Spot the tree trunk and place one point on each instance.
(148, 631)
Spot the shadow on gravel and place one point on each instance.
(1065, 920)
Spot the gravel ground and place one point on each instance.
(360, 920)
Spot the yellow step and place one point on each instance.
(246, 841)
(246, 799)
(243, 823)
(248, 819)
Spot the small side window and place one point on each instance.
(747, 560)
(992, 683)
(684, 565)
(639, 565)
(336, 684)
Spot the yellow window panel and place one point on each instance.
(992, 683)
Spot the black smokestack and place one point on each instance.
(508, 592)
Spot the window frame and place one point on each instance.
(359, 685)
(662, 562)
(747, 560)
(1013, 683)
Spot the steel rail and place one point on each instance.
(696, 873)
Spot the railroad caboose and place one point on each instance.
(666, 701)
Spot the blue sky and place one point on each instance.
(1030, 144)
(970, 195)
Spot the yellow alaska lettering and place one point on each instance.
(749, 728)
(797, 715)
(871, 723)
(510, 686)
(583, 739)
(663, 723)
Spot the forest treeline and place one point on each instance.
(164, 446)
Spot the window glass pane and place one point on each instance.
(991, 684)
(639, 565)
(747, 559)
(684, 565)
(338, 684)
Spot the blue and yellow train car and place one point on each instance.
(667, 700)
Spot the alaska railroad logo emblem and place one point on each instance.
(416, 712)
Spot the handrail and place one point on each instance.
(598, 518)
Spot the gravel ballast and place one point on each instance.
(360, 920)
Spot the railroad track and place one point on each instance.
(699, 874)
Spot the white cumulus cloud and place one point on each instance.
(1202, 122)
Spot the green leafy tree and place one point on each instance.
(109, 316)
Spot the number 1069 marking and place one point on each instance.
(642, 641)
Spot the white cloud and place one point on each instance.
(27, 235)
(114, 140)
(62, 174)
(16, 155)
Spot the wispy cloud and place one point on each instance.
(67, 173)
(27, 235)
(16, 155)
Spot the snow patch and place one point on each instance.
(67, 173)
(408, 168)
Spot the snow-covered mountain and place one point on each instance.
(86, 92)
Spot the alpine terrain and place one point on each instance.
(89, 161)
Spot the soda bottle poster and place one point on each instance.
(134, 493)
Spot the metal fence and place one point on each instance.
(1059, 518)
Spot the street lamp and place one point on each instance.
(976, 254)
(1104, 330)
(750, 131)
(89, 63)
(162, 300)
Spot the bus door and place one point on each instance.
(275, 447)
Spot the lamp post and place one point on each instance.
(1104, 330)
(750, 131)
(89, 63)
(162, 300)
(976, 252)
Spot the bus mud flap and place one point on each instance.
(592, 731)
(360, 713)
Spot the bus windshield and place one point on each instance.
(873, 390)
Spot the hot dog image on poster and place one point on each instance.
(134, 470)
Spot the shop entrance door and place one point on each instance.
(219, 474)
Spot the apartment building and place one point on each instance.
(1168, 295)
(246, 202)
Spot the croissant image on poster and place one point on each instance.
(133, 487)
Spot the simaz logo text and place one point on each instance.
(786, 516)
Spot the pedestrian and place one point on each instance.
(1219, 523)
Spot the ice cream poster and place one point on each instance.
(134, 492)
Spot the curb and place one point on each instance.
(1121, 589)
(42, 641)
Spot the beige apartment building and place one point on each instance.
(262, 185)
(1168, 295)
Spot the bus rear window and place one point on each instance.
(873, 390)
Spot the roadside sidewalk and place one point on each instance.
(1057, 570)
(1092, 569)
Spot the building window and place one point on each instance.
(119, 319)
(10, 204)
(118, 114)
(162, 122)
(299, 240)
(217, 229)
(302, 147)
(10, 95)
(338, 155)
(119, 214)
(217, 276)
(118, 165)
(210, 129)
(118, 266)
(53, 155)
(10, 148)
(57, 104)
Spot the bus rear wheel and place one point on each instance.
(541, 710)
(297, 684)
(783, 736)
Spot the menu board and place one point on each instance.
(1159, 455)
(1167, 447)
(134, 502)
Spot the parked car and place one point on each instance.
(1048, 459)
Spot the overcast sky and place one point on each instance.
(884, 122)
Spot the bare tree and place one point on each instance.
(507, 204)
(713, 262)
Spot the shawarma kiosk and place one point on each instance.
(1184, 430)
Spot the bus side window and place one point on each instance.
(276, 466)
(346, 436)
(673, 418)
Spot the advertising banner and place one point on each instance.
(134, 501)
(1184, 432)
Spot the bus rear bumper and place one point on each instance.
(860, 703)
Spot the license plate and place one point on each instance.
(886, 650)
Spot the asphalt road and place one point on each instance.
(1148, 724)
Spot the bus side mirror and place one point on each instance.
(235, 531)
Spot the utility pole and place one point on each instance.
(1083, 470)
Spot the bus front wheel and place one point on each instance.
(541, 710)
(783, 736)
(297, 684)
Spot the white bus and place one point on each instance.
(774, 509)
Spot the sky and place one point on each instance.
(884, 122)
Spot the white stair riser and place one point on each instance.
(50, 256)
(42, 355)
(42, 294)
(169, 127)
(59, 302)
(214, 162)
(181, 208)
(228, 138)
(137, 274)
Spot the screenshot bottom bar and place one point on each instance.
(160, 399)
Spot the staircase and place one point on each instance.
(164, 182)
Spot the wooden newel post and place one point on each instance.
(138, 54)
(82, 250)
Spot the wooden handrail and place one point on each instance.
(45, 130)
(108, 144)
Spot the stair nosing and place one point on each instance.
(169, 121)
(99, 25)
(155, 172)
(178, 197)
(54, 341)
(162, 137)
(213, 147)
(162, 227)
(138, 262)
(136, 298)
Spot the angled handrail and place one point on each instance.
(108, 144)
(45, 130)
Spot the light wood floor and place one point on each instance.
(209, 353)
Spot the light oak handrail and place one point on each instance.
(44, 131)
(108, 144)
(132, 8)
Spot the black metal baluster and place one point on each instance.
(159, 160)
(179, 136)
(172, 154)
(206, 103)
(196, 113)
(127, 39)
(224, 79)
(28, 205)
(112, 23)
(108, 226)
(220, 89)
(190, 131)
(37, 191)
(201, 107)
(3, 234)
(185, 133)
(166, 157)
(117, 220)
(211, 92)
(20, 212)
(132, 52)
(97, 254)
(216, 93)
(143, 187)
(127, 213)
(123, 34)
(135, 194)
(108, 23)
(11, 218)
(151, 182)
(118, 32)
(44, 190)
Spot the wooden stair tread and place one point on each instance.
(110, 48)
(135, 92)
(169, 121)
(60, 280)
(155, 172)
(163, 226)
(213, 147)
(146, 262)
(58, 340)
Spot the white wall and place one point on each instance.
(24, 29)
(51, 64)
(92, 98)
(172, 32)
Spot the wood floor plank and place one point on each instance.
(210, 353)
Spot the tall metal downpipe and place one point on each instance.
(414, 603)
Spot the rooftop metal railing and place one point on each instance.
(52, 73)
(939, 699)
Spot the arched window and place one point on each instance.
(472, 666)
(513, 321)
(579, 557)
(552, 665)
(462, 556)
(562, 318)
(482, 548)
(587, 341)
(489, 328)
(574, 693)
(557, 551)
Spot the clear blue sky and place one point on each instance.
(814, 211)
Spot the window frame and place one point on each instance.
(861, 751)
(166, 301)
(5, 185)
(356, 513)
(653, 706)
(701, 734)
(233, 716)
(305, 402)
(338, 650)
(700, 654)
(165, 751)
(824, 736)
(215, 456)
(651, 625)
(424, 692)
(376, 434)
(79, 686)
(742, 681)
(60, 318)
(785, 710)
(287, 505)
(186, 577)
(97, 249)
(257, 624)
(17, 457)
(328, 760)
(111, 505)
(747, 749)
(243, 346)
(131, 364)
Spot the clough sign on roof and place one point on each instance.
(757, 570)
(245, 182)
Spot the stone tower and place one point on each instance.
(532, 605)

▶ **Your instructions**: Reproduce all of the records above, changing every instance of "Spot" to "Find" and leaving everything else as it is.

▶ **Response for this exercise**:
Find the tree trunk and place one point on each instance.
(148, 631)
Find the shadow on gravel and place one point on each instance.
(1065, 920)
Find the gravel ground and place one point on each instance.
(360, 920)
Find the yellow step and place one point on each instance.
(246, 841)
(246, 799)
(243, 823)
(248, 819)
Find the small side window and place one point on each instance.
(747, 560)
(992, 683)
(684, 565)
(639, 565)
(336, 684)
Find the yellow window panel and place one point on each instance.
(992, 683)
Find the black smokestack and place one point on each instance.
(508, 592)
Find the window frame and place one point on each instance.
(359, 685)
(662, 562)
(747, 560)
(1013, 683)
Find the steel rail and place one point on each instance.
(696, 873)
Find the railroad caboose and place one point on each instance.
(666, 701)
Find the blue sky and place one point on each instance.
(1030, 144)
(970, 195)
Find the yellow alaska lettering and place one point on each instance.
(749, 728)
(797, 715)
(871, 723)
(510, 686)
(583, 739)
(663, 723)
Find the forest treeline and place one point on each instance.
(164, 446)
Find the window glass pane and place one point on each instance.
(991, 684)
(639, 565)
(747, 559)
(684, 565)
(338, 684)
Find the blue and yellow train car and place one point on each instance.
(667, 700)
Find the alaska railroad logo emblem and place one point on each instance.
(416, 712)
Find the handrail and place one point on each instance.
(598, 518)
Find the gravel ballast and place one point on each instance.
(360, 920)
Find the railroad track and place one point on each instance.
(699, 874)
Find the white cumulus cloud and place one point on each instance.
(1202, 122)
Find the green leafy tree and place one point on each instance.
(109, 316)
Find the number 1069 marking and place one point on each instance.
(642, 641)
Find the white cloud and place one point on each instance.
(27, 235)
(114, 140)
(62, 174)
(16, 155)
Find the wispy cloud and place one point on each instance.
(67, 173)
(27, 235)
(16, 155)
Find the snow patch and place one point on each instance.
(67, 173)
(408, 168)
Find the snow-covered mountain and place one point on each instance.
(86, 92)
Find the alpine terrain and place one point on each instance.
(89, 161)
Find the soda bottle poster and place one point on each instance.
(134, 493)
Find the metal fence and place one point on each instance.
(1059, 518)
Find the street lamp and place one point on each instance.
(976, 254)
(1104, 330)
(750, 131)
(89, 63)
(162, 300)
Find the bus door and place one point on each instance.
(275, 447)
Find the lamp post and place one point on each instance.
(1104, 330)
(750, 131)
(89, 63)
(162, 300)
(976, 252)
Find the bus mud flap and place one point on each instance.
(592, 731)
(360, 713)
Find the bus windshield and place one point on each instance.
(873, 390)
Find the hot dog image on poster and place one point on each instance.
(134, 470)
Find the shop entrance door and place one point on each instance.
(219, 474)
Find the apartment building and place one point on each instance.
(1168, 295)
(246, 202)
Find the croissant image on poster and place one point on each instance.
(133, 487)
Find the simaz logo text and place one point on each instance.
(786, 516)
Find the pedestrian and place one point on each instance.
(1219, 523)
Find the ice cream poster and place one point on each instance.
(134, 492)
Find the curb and place one point on each instance.
(1121, 589)
(42, 641)
Find the beige apartment building and place one point on each instance.
(262, 185)
(1168, 295)
Find the bus rear window and place one point on each instance.
(873, 390)
Find the roadside sidewalk and place one point on each instance.
(1057, 570)
(1092, 569)
Find the building window and place one point on each instance.
(119, 319)
(10, 204)
(118, 114)
(162, 122)
(299, 240)
(217, 229)
(302, 147)
(10, 95)
(338, 155)
(119, 214)
(217, 276)
(118, 165)
(210, 129)
(118, 266)
(53, 155)
(10, 148)
(57, 104)
Find the bus rear wheel and place one point on each instance.
(541, 710)
(297, 684)
(783, 736)
Find the menu board and place one point on each instance.
(1159, 455)
(1167, 447)
(134, 502)
Find the parked car and place one point on each instance.
(1048, 459)
Find the overcast sky and place one point on each instance.
(884, 122)
Find the bare tree and place one point on each instance.
(507, 204)
(713, 262)
Find the shawarma kiosk and place one point on each instance.
(1184, 430)
Find the bus side window and place one point on each instance.
(276, 466)
(346, 436)
(673, 418)
Find the advertising banner and place one point on each instance.
(134, 501)
(1184, 432)
Find the bus rear bumper and place one point on each instance.
(860, 703)
Find the license plate and place one point on each instance.
(886, 650)
Find the asphalt road and place one point on each instance.
(1148, 724)
Find the bus side mirror and place one point on each instance.
(235, 531)
Find the utility pole and place one point on each instance.
(1083, 470)
Find the bus front wheel and place one point on each instance.
(541, 710)
(783, 736)
(297, 684)
Find the white bus and place one point on each instance.
(774, 509)
Find the sky and place one point on each instance.
(884, 122)
Find the white stair riser and place one point on each instance.
(50, 256)
(42, 355)
(42, 294)
(169, 127)
(59, 302)
(214, 162)
(181, 208)
(228, 138)
(137, 274)
Find the screenshot bottom bar and place one point on each instance.
(160, 399)
Find the staircase and place one point on each instance.
(164, 182)
Find the wooden newel post and place one point on each instance.
(138, 54)
(82, 250)
Find the wooden handrail and place one point on each instance.
(45, 130)
(108, 144)
Find the stair nosing and place one point on each instance.
(169, 121)
(99, 25)
(155, 172)
(178, 197)
(54, 341)
(162, 137)
(213, 147)
(162, 227)
(138, 262)
(136, 298)
Find the angled handrail and place one point on each instance.
(108, 144)
(45, 130)
Find the light wood floor and place one point on each instance.
(209, 353)
Find the light oak handrail and place one point on each instance.
(44, 131)
(108, 144)
(132, 8)
Find the black metal baluster and place one point on each instance.
(159, 160)
(179, 136)
(172, 154)
(206, 103)
(196, 113)
(127, 39)
(224, 79)
(28, 205)
(112, 23)
(108, 226)
(220, 89)
(190, 131)
(37, 191)
(201, 107)
(3, 234)
(185, 133)
(166, 157)
(117, 220)
(211, 92)
(20, 212)
(132, 52)
(97, 254)
(216, 93)
(143, 187)
(127, 213)
(123, 34)
(135, 194)
(108, 23)
(11, 218)
(151, 182)
(118, 32)
(44, 190)
Find the wooden stair tread and place one point on each instance.
(110, 48)
(135, 92)
(169, 121)
(60, 280)
(155, 172)
(163, 226)
(213, 147)
(146, 262)
(58, 340)
Find the white wall and place one point on each instance.
(24, 29)
(51, 64)
(92, 98)
(172, 32)
Find the wood floor plank and place one point on each instance.
(210, 353)
Find the tall metal downpipe and place one point on each instance.
(414, 603)
Find the rooftop metal railing and place one point on each instance.
(52, 73)
(939, 699)
Find the arched window and place one point on each instance.
(472, 666)
(513, 321)
(579, 557)
(552, 665)
(462, 556)
(562, 318)
(482, 548)
(587, 341)
(489, 328)
(574, 693)
(557, 551)
Find the clear blue sky and place one point on each instance.
(814, 211)
Find the window frame and place one point on each instance.
(861, 751)
(166, 301)
(5, 185)
(356, 513)
(653, 706)
(701, 734)
(233, 716)
(305, 402)
(338, 650)
(700, 654)
(165, 751)
(824, 736)
(215, 456)
(651, 625)
(424, 692)
(376, 434)
(79, 686)
(742, 681)
(60, 318)
(785, 710)
(287, 505)
(186, 577)
(97, 249)
(257, 624)
(17, 457)
(328, 760)
(111, 505)
(747, 749)
(243, 346)
(131, 364)
Find the clough sign on roof and place one point on each instance.
(757, 570)
(245, 182)
Find the stone tower and place one point on each instance.
(532, 605)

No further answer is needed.